* Problem
Nothing but an exact copy of the records below counts as the answer.

Data items:
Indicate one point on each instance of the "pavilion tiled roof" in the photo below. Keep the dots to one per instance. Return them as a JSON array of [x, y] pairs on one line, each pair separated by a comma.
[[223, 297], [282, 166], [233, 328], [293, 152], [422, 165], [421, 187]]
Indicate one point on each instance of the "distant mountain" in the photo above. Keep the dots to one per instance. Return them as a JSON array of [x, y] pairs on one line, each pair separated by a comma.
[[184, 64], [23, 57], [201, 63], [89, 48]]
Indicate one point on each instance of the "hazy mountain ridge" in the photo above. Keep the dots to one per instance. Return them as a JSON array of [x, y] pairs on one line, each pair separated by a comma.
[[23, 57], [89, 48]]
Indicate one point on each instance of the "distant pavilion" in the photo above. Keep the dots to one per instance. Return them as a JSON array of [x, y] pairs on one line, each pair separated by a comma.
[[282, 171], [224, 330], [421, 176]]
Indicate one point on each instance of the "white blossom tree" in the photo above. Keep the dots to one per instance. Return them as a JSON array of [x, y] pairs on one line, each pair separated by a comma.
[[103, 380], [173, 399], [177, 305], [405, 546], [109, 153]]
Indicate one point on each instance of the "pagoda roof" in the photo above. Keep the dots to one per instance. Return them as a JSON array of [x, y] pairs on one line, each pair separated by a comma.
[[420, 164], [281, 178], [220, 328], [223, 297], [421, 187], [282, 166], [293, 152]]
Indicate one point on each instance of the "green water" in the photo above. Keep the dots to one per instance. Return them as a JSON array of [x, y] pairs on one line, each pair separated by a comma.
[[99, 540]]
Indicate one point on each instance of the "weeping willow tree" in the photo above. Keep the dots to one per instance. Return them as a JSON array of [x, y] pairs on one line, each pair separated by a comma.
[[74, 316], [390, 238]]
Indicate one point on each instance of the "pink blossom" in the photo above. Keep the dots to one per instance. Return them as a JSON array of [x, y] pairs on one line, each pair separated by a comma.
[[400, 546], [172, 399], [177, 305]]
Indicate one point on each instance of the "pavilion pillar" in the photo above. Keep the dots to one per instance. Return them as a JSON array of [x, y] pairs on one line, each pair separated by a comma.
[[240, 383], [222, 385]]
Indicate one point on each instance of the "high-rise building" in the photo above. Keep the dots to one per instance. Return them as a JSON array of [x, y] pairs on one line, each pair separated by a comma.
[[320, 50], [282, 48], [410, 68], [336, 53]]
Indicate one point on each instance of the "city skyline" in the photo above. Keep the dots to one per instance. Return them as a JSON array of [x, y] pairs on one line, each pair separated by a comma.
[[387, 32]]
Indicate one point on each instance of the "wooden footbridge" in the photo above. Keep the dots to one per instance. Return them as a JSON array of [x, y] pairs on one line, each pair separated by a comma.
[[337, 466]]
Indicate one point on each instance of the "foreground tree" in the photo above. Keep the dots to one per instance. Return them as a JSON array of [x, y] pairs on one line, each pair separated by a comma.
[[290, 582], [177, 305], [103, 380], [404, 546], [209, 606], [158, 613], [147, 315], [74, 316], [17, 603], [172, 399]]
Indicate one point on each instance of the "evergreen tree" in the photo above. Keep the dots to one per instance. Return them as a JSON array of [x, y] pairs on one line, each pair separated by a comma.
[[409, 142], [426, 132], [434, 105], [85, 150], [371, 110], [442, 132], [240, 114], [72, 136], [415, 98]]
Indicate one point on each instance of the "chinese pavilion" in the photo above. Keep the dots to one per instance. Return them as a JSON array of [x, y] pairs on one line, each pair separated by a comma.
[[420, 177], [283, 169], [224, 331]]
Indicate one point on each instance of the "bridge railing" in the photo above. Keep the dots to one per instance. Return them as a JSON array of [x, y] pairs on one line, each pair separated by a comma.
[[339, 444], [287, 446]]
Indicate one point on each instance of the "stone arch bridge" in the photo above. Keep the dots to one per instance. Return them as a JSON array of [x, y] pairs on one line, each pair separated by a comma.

* Expected answer
Indicate one point on each instance of the "pavilion tiled roof" in the photo below. Keep the dots to one per instance. Return them as a JSON array of [x, y] pairs on one line, each pair separated by a comma.
[[223, 297], [282, 166], [233, 328], [293, 152], [422, 165], [421, 187]]
Indicate one point on each instance of the "distant mountain" in the photo above. Keep the dots to one per instance. Return them as a JSON array of [x, y] pairs on one line, each pair separated by a comma.
[[184, 64], [23, 57], [201, 63], [89, 48]]
Indicate one point on each instance of the "hazy mountain ridge" in the photo above. Keep the dots to one per instance. Return them as a JSON array of [x, y] pairs on one line, each pair separated by a comma.
[[23, 57], [89, 48]]
Indicate one point on each instance of the "distant pavilion" in the photo above. Keep the dots to one per instance. Return them as a JSON array of [x, y] pairs on one line, each pair separated by a comma.
[[282, 171], [224, 330], [421, 176]]
Indicate one point on each instance of the "white blossom tree" in the photo above. Keep the dots to one per instance. Return them as a JSON array of [x, y] pairs on one line, each pair separated by a comma.
[[103, 380], [173, 399], [177, 305], [405, 546], [109, 153]]
Indicate one point on each instance of the "pagoda roof" in the photo above. Keep the dots to one per instance. Return them as a JSON array of [x, y] pairs on one line, each pair separated by a comma.
[[420, 164], [281, 178], [220, 328], [223, 297], [421, 187], [282, 166], [293, 152]]
Indicate one point on each instance of the "green water" in the photo above. Keep the dots to one per instance. Return them as a JSON array of [x, y] pairs on one line, each pair separated by a comma.
[[99, 540]]
Indicate one point on each instance of the "weeping willow tree" in the photo above. Keep the dots to one per instance. Return them as a JSON array of [x, y] pairs on one line, each pair separated by a comma.
[[74, 316], [390, 238]]
Indicate one point on each instance of the "pink blossom" in the photo above. Keep the dots to one per instance. Return them as a JSON array of [x, y] pairs on one line, each pair separated by a comma.
[[400, 546], [172, 399], [177, 305]]
Indicate one point on each instance of the "pavilion pillar" in the photo above. Keep the dots to one per instance. Return them as a JSON array of [x, y] pairs on one line, each pair separated by a comma.
[[240, 383], [222, 385]]
Indicate one point on each instance of the "high-rise building" in the photo above. Keep the dots to one per instance. Return them as a JSON array of [x, y] pairs on one line, each pair separated by a comma.
[[320, 50], [282, 48], [410, 68], [336, 53]]
Indicate one point on each instance of the "city skyline" in the photo above. Keep the dots to one per instance. Return them as a JSON array of [x, y] pairs on one line, each pair separated by a comma.
[[387, 32]]
Indicate one point on each instance of the "wooden footbridge" in the photo above. Keep the dots to one per instance. Return them as a JSON array of [x, y] pairs on one line, each pair separated by a comma.
[[337, 466]]
Indicate one point on each instance of the "foreground tree" in the photo above. Keep the dots to one per instance. Return them as a JSON array of [x, y] pairs on one line, each pair separated by a comma.
[[290, 582], [177, 305], [103, 380], [404, 546], [209, 606], [158, 613], [147, 315], [74, 316], [17, 603], [172, 399]]
Indicate one point on each instance of the "evergreen tree" in the photo above. Keep the dots to one per instance. Return them as a JSON array of [x, y] pairs on one line, each pair separated by a comma.
[[409, 142], [426, 132], [434, 105], [85, 150], [371, 110], [442, 132], [240, 114], [72, 136], [415, 98]]
Indicate one point on each instance of the "chinese pavilion" in the photo above. Keep the dots to one per instance. Return them as a JSON array of [x, y] pairs on one line, each pair separated by a comma.
[[420, 177], [283, 169], [224, 331]]
Indicate one point on each instance of the "bridge railing" in the photo above. Keep the dots to one per instance. Return them as a JSON array of [x, y] pairs on one line, each pair separated by a comma.
[[339, 444], [287, 446]]
Indicate one point on each instance of the "stone arch bridge" in the photo above. Keep the dots to one per instance. Return them as a JSON array of [x, y] pairs on one line, each pair separated by a comma.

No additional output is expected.